▶ Direction: Can you pull out every row below and copy each one character for character?

▶ Stored rows:
============================================================

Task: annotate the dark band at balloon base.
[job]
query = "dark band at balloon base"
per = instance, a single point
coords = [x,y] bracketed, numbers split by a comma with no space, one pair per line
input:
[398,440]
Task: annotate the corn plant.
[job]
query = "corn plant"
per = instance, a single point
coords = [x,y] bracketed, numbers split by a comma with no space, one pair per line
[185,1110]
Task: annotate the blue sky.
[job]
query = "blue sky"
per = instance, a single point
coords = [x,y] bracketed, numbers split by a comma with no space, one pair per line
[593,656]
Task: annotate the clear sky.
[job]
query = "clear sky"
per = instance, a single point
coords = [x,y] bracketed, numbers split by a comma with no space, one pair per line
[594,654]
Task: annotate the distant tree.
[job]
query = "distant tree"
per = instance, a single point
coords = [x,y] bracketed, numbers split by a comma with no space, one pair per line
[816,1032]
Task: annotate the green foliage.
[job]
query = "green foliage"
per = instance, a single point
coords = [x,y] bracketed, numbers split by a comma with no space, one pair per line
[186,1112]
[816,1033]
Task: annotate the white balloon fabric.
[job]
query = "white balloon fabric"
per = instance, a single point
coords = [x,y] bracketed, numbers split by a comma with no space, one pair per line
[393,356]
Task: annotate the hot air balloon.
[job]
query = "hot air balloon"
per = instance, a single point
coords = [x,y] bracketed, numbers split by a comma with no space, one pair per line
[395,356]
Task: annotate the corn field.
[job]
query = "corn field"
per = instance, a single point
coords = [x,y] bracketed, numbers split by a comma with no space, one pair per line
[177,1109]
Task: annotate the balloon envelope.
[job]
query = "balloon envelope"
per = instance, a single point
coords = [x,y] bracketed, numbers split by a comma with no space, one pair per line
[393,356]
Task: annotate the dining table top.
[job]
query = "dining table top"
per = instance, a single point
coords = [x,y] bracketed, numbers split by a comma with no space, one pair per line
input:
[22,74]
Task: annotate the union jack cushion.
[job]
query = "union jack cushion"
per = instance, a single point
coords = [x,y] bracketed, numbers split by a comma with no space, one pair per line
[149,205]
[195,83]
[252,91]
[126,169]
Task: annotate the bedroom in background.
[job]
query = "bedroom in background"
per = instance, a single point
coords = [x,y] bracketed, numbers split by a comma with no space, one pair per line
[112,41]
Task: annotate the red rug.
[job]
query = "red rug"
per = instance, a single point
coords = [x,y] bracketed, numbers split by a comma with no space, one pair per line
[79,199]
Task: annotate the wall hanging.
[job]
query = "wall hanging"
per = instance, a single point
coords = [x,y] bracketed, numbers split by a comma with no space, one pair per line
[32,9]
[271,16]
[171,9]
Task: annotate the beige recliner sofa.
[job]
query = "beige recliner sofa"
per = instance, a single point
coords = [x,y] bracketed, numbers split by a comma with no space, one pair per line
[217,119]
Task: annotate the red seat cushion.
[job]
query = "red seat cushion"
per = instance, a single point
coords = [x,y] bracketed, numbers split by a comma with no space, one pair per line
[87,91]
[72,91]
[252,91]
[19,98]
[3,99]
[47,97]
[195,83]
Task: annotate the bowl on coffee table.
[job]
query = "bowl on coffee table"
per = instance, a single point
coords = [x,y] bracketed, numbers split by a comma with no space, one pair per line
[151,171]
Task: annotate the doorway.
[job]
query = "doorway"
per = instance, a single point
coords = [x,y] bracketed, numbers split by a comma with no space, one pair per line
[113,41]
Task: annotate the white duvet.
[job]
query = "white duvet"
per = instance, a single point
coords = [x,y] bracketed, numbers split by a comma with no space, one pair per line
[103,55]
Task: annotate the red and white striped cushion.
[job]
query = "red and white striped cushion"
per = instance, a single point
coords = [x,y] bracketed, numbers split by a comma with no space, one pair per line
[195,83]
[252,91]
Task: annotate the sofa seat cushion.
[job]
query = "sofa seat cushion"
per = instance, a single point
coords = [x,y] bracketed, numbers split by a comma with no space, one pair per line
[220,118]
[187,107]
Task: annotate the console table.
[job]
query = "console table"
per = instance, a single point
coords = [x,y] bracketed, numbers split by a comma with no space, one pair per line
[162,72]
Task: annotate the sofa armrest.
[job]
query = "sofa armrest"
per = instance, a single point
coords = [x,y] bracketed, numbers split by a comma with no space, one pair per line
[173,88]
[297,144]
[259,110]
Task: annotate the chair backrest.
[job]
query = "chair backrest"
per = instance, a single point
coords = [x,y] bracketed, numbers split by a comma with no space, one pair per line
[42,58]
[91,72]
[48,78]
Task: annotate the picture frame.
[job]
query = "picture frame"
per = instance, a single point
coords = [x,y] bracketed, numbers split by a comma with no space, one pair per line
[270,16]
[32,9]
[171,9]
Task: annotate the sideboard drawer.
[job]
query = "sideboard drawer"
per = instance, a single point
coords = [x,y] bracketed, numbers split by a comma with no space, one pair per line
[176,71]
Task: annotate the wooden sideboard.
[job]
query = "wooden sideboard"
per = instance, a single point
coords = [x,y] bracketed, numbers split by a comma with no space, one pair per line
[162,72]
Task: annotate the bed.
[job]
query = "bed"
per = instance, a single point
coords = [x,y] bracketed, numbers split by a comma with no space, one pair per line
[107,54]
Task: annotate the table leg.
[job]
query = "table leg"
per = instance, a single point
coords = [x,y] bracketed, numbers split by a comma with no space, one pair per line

============================================================

▶ Result of this task:
Task: annotate the dark band at balloon base.
[job]
query = "dark band at balloon base"
per = instance, a single point
coords = [x,y] bracketed, numbers split by a comma with no space, one pair per line
input:
[398,440]
Task: annotate the corn plant.
[job]
query = "corn plant"
per = instance, a single point
coords = [x,y] bracketed, numbers split by a comma with no space, one pair per line
[185,1110]
Task: annotate the blue sky.
[job]
query = "blue sky"
per = instance, a single point
coords = [x,y] bracketed, numbers split by a comma with no space, one pair per line
[593,656]
Task: annotate the clear sky.
[job]
query = "clear sky"
per = instance, a single point
coords = [x,y] bracketed, numbers split by a comma with no space, one pair per line
[594,654]
Task: annotate the distant tree.
[job]
query = "distant tree"
per = instance, a single point
coords = [x,y] bracketed, numbers split by a comma with no space, one pair per line
[816,1032]
Task: annotate the green foliage.
[job]
query = "green foliage"
per = instance, a single point
coords = [x,y] bracketed, numbers split by a comma with no space, one pair per line
[186,1112]
[816,1033]
Task: annotate the white balloon fabric.
[job]
query = "white balloon fabric"
per = instance, a single point
coords = [x,y] bracketed, numbers split by a comma with no space, one pair per line
[393,356]
Task: annotate the hot air balloon.
[job]
query = "hot air balloon"
per = instance, a single point
coords = [x,y] bracketed, numbers split by a comma with no space, one pair per line
[395,356]
Task: annotate the corn field.
[job]
query = "corn field"
per = instance, a single point
coords = [x,y] bracketed, numbers split by a comma with no space, one pair per line
[177,1109]
Task: annotate the balloon envelope.
[job]
query = "balloon envelope"
per = instance, a single point
coords = [x,y] bracketed, numbers split by a comma with no space, one pair per line
[393,356]
Task: annotate the dining table top.
[job]
query = "dining table top"
per = instance, a single point
coords = [x,y] bracketed, numbers split by a comma with no space, one pair per line
input:
[22,74]
Task: annotate the union jack cushion.
[job]
query = "union jack cushion"
per = instance, a single point
coords = [x,y] bracketed, numbers split by a comma with no space, one pair per line
[149,205]
[195,83]
[252,91]
[126,169]
Task: annotate the bedroom in background.
[job]
query = "bedroom in background"
per = instance, a single point
coords = [x,y] bracketed, numbers split by a comma with no space, one pair per line
[112,41]
Task: annotate the red rug.
[job]
query = "red rug"
per = instance, a single point
coords = [x,y] bracketed, numbers split by a comma with no space, one pair per line
[79,199]
Task: annotate the wall hanging.
[job]
query = "wall hanging"
per = instance, a single point
coords = [x,y] bracketed, numbers split by a comma with no space, one pair per line
[32,9]
[271,16]
[171,9]
Task: annotate the beige recliner sofa.
[job]
query = "beige recliner sofa"
per = instance, a single point
coords = [x,y] bracketed, numbers split by a comma with no space, one pair per line
[217,119]
Task: annotate the red seat cushion.
[job]
query = "red seat cushion"
per = instance, a single point
coords = [x,y] bracketed, numbers split by a comma with no space, one pair per line
[87,91]
[72,91]
[252,91]
[19,98]
[3,99]
[47,97]
[195,83]
Task: annotate the bowl on coffee table.
[job]
query = "bowl on coffee table"
per = instance, a single point
coords = [x,y] bracketed, numbers split by a comma with no space, one pair per line
[151,171]
Task: annotate the doorway.
[job]
query = "doorway"
per = instance, a single point
coords = [x,y] bracketed, numbers split by a comma with no space, one pair per line
[113,41]
Task: annotate the white duvet.
[job]
query = "white duvet"
per = instance, a single point
coords = [x,y] bracketed, numbers split by a comma with no space, one pair per line
[103,55]
Task: annotate the red and white striped cushion.
[job]
query = "red and white striped cushion"
per = instance, a single point
coords = [x,y] bracketed, numbers split by a comma with no space, one pair per line
[195,83]
[252,91]
Task: annotate the sofa seat cushion.
[job]
query = "sofa seat cushion"
per = instance, a single point
coords = [x,y] bracketed, numbers split by a comma with no space, one pair per line
[220,118]
[187,107]
Task: annotate the console table.
[job]
query = "console table"
per = instance, a single point
coords = [x,y] bracketed, numbers split by a comma with no space, one pair per line
[162,72]
Task: annotate the sofa armrest.
[job]
query = "sofa armrest"
per = instance, a single point
coords = [x,y] bracketed, numbers split by a comma with no space, one pair per line
[173,88]
[297,144]
[259,110]
Task: annotate the chair backrest.
[job]
query = "chair backrest"
per = instance, a single point
coords = [x,y] bracketed, numbers split by a comma with no space, one pair per line
[42,58]
[91,72]
[48,78]
Task: annotate the picture frame.
[job]
query = "picture frame"
per = instance, a single point
coords = [x,y] bracketed, numbers split by a comma with no space, one pair per line
[270,16]
[32,9]
[171,9]
Task: annotate the sideboard drawer.
[job]
query = "sideboard drawer"
per = instance, a single point
coords = [x,y] bracketed, numbers split by a comma with no space, one pair per line
[176,71]
Task: annotate the wooden sideboard.
[job]
query = "wooden sideboard"
per = instance, a single point
coords = [x,y] bracketed, numbers split by a comma with no space, one pair per line
[162,72]
Task: annotate the bed.
[job]
query = "bed"
per = instance, a single point
coords = [x,y] bracketed, numbers split by a comma with no space, one pair per line
[107,54]
Task: annotate the table leg.
[job]
query = "table leg"
per = instance, a single point
coords = [x,y] bracketed, numbers split by a comma with no space, one pair per line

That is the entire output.